Stated task
Format as a numbered list, omitting blank lines, the records starting with the line containing "Note: spot each instance of the bare" and going on through the end of the records, both ends included.

Available data
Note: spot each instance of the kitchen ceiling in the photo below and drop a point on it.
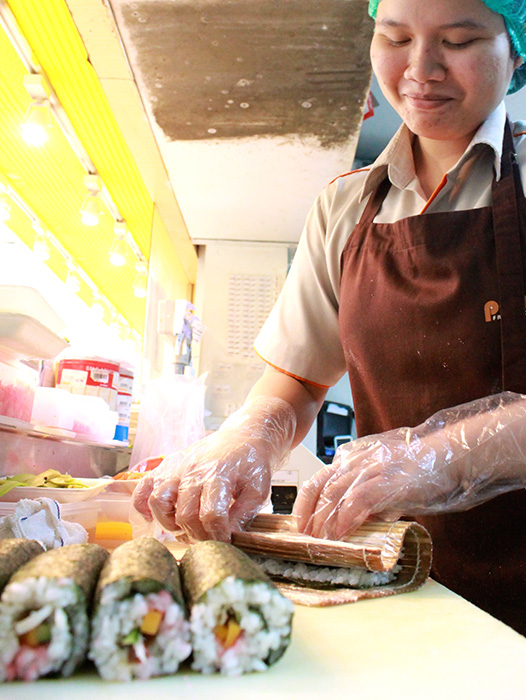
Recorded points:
(254, 105)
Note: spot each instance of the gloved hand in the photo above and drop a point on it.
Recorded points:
(217, 485)
(457, 459)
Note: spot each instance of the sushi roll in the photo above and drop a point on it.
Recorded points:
(13, 553)
(239, 620)
(44, 609)
(139, 628)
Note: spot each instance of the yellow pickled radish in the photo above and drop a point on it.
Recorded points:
(151, 622)
(227, 634)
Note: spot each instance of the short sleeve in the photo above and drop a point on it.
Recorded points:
(301, 335)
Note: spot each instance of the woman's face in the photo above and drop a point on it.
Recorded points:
(443, 65)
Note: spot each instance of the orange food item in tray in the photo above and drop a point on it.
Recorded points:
(140, 469)
(126, 476)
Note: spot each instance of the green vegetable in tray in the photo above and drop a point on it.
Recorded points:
(51, 478)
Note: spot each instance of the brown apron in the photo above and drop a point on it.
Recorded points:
(431, 316)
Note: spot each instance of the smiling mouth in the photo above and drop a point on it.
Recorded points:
(428, 101)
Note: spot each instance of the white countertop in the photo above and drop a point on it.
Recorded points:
(428, 644)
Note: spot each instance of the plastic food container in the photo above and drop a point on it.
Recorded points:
(84, 513)
(113, 524)
(124, 402)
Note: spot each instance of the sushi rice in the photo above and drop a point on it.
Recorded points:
(263, 614)
(46, 598)
(116, 618)
(300, 572)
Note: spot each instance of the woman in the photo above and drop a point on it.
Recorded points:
(409, 276)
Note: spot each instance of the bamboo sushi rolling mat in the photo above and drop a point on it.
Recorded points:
(376, 546)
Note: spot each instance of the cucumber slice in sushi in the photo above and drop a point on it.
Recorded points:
(14, 553)
(44, 623)
(139, 628)
(239, 620)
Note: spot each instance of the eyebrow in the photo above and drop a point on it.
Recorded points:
(461, 24)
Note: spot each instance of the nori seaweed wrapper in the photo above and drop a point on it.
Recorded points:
(205, 564)
(143, 565)
(14, 553)
(79, 562)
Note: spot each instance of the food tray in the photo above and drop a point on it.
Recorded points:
(94, 487)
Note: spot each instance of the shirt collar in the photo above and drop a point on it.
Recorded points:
(397, 158)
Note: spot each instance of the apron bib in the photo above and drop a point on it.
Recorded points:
(432, 315)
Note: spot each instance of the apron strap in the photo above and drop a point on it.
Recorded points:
(509, 258)
(375, 202)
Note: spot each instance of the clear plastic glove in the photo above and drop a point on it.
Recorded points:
(217, 485)
(457, 459)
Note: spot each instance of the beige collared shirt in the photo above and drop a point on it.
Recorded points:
(301, 335)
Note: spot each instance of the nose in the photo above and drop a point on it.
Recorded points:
(425, 63)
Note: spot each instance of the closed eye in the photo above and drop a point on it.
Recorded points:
(459, 45)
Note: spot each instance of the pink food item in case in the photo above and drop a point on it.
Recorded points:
(17, 390)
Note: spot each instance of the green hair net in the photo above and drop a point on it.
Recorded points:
(514, 14)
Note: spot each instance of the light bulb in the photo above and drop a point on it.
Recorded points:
(91, 210)
(36, 124)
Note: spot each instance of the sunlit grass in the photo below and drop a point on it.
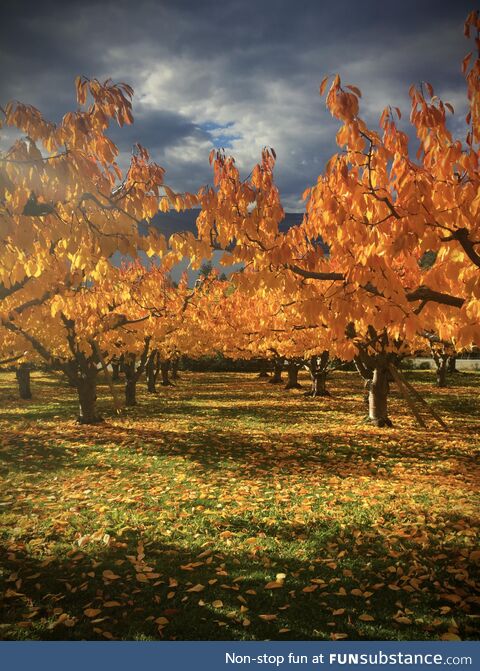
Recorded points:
(222, 483)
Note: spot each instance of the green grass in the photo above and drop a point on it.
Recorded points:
(225, 481)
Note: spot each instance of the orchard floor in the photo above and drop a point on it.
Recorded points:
(229, 508)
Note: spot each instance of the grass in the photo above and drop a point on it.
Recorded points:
(170, 521)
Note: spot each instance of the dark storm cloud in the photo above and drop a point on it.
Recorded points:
(241, 74)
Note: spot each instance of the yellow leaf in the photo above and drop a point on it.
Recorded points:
(161, 620)
(110, 575)
(92, 612)
(310, 588)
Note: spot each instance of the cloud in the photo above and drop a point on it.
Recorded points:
(235, 73)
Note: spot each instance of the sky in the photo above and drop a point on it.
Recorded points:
(235, 74)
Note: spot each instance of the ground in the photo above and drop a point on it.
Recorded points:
(228, 508)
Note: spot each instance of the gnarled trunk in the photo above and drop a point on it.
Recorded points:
(319, 381)
(441, 362)
(442, 374)
(292, 371)
(452, 365)
(318, 368)
(263, 368)
(23, 378)
(277, 372)
(130, 381)
(378, 388)
(152, 369)
(87, 396)
(164, 368)
(175, 364)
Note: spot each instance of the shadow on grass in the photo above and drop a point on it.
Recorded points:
(211, 592)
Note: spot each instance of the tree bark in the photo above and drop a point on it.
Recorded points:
(277, 372)
(152, 369)
(442, 374)
(292, 371)
(175, 364)
(318, 375)
(87, 396)
(115, 371)
(23, 378)
(452, 365)
(164, 368)
(441, 362)
(263, 368)
(378, 388)
(130, 380)
(319, 381)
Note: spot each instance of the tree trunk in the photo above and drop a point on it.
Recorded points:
(87, 397)
(151, 370)
(130, 381)
(319, 381)
(164, 366)
(277, 372)
(23, 377)
(175, 363)
(442, 373)
(115, 372)
(452, 365)
(441, 362)
(292, 370)
(378, 389)
(263, 368)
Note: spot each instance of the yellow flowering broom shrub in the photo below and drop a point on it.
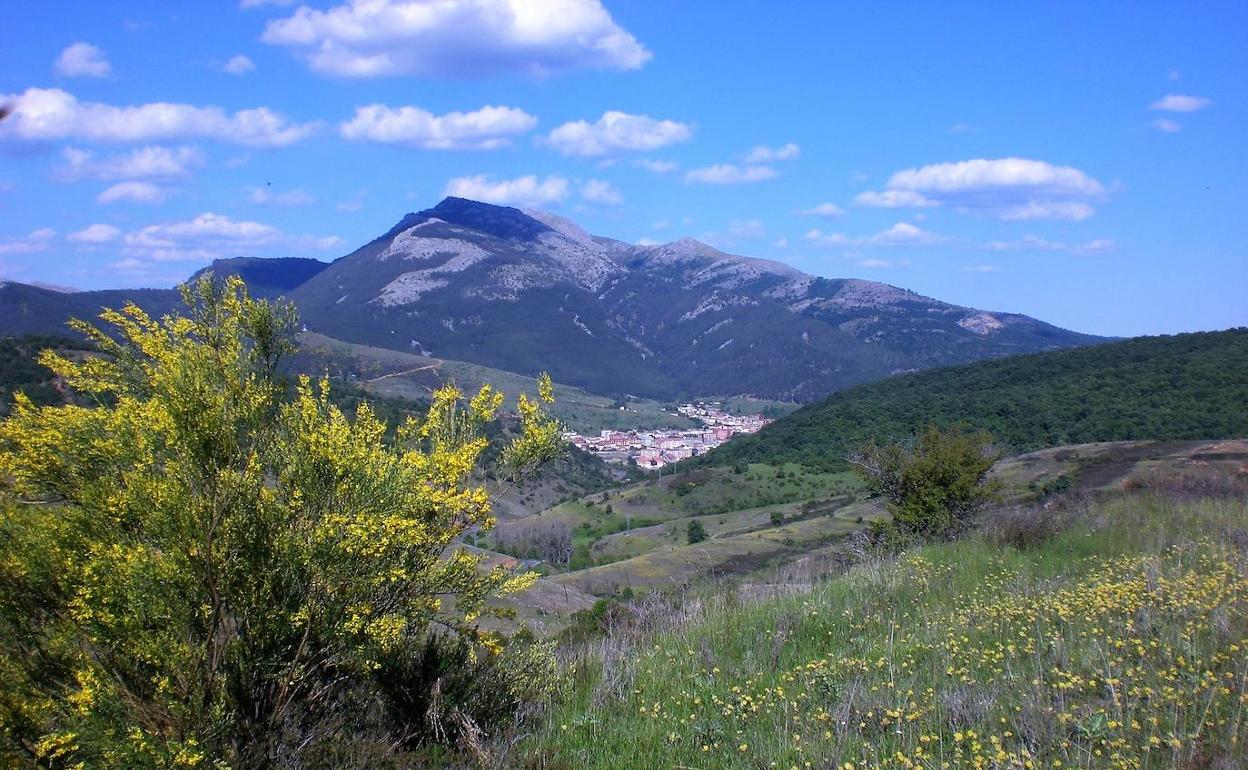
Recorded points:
(207, 569)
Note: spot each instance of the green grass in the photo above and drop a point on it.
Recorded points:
(1121, 642)
(1178, 387)
(652, 516)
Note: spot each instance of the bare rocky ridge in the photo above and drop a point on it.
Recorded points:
(528, 290)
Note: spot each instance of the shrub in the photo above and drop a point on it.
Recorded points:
(219, 565)
(695, 533)
(934, 486)
(1025, 527)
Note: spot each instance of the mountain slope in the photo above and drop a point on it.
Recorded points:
(531, 291)
(266, 277)
(528, 291)
(33, 310)
(1178, 387)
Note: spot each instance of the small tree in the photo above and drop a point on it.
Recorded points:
(211, 569)
(695, 533)
(934, 486)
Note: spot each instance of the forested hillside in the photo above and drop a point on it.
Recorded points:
(1182, 386)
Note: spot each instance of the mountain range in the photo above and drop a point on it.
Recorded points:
(529, 291)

Solved problem
1. Note: spot each instance of the bare rocky ridge in the photo above and drop a point on it.
2. Recorded points:
3. (528, 290)
4. Note: spot each instance of the shrub in the photo above and drop a point on it.
5. Recorded points:
6. (219, 565)
7. (695, 533)
8. (934, 486)
9. (1025, 527)
10. Note: spot each instance of the mountain slope in the photo above and drop a point on it.
11. Recorded points:
12. (531, 291)
13. (266, 277)
14. (528, 291)
15. (33, 310)
16. (1178, 387)
17. Note: spot each instance of the small tree in the photo above and drop a point on it.
18. Recorded points:
19. (211, 569)
20. (695, 533)
21. (934, 486)
22. Note: spot each instance of the forested hillside in the photo above and drop a point on it.
23. Recorded points:
24. (1182, 386)
25. Note: spot each instance of the mountain range in the photo above and drop a point on it.
26. Recorded points:
27. (529, 291)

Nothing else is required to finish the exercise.